The data:
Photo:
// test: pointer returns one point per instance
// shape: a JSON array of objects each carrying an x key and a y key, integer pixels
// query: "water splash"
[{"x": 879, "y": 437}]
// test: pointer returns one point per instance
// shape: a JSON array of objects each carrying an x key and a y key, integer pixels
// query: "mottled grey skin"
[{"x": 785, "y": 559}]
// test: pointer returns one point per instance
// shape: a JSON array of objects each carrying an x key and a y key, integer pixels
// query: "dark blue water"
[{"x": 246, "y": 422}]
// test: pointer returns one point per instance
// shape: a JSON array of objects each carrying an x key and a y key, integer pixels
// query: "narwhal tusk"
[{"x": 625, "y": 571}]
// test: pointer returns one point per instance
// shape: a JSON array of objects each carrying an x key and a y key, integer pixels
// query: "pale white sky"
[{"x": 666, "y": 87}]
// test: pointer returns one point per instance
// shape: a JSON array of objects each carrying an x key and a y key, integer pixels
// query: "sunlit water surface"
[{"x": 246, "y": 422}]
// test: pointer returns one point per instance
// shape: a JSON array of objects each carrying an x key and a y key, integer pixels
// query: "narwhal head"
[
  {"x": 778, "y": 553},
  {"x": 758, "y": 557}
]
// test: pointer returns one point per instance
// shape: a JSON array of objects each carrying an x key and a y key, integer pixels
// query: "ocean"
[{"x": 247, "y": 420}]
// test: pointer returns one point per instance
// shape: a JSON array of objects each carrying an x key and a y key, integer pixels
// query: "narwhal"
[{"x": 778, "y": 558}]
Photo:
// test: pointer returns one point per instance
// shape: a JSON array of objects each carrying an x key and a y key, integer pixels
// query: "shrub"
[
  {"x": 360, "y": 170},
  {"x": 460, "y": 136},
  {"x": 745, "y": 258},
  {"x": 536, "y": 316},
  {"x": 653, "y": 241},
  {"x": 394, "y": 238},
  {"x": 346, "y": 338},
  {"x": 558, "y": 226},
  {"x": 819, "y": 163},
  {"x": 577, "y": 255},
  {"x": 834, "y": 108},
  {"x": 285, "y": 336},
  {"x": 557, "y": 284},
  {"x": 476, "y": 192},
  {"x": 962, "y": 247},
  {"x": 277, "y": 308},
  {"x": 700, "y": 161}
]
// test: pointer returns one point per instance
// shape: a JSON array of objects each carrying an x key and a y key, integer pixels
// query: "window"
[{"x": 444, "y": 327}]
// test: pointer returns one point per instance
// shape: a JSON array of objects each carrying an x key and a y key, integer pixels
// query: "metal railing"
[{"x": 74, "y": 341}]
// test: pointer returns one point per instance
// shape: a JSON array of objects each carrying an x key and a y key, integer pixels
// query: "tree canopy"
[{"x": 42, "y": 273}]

Written instruction:
The records above are to be repeated exactly, in their entirety.

Solution:
Photo:
// test: pointer returns one point per instance
// shape: a JSON array of objects each carrying an x key and a y key, integer pixels
// query: "water splash"
[{"x": 879, "y": 437}]
// test: pointer returns one point per instance
// shape: a JSON array of objects each carrying an x key and a y key, integer pixels
// query: "mottled grey skin"
[{"x": 785, "y": 559}]
// test: pointer returns one point per instance
// shape: a JSON array of objects each carrying an x key and a y key, integer pixels
// query: "dark blue water"
[{"x": 246, "y": 422}]
// test: pointer returns one point per instance
// shape: a JSON array of objects each carrying an x key and a y key, integer pixels
// query: "narwhal tusk"
[{"x": 625, "y": 571}]
// test: pointer returns one point per instance
// shape: a JSON array of objects each carrying an x key and a y key, integer pixels
// query: "pale white sky"
[{"x": 666, "y": 87}]
// test: pointer returns one point per instance
// shape: a JSON array of objects each carrying an x key and a y key, integer pixels
// query: "sunlit water surface"
[{"x": 246, "y": 422}]
// test: pointer returns one point per instance
// shape: a JSON array of objects each carrying an x key and a y key, integer pixels
// query: "narwhal head"
[
  {"x": 778, "y": 553},
  {"x": 758, "y": 557}
]
// test: pointer returns one point per instance
// shape: a JSON array of objects each carrying an x key and a y key, integer pixels
// query: "ocean"
[{"x": 247, "y": 420}]
// test: pointer returns one point per instance
// shape: a JSON array of objects each carrying an x key and a y key, integer pixels
// query: "narwhal"
[{"x": 778, "y": 558}]
Photo:
// test: pointer returns one point per instance
// shape: a JSON array of objects each carrying an x key and a y key, integer pixels
// query: "shrub"
[
  {"x": 360, "y": 170},
  {"x": 460, "y": 136},
  {"x": 745, "y": 258},
  {"x": 536, "y": 316},
  {"x": 653, "y": 241},
  {"x": 394, "y": 238},
  {"x": 346, "y": 338},
  {"x": 558, "y": 226},
  {"x": 819, "y": 163},
  {"x": 577, "y": 255},
  {"x": 834, "y": 108},
  {"x": 285, "y": 336},
  {"x": 557, "y": 284},
  {"x": 476, "y": 192},
  {"x": 962, "y": 247},
  {"x": 277, "y": 308},
  {"x": 700, "y": 161}
]
// test: pointer returns one point per instance
// shape: a JSON array of objects each carrying an x key and a y key, integer pixels
// query: "window"
[{"x": 444, "y": 327}]
// test: pointer returns one point per instance
// shape: a JSON array of objects each carrying an x key and a y key, integer pixels
// query: "metal railing"
[{"x": 74, "y": 341}]
// test: pointer returns one point per instance
// shape: a JSON array of objects each carrying an x key and a y key, integer pixels
// query: "tree canopy"
[{"x": 42, "y": 273}]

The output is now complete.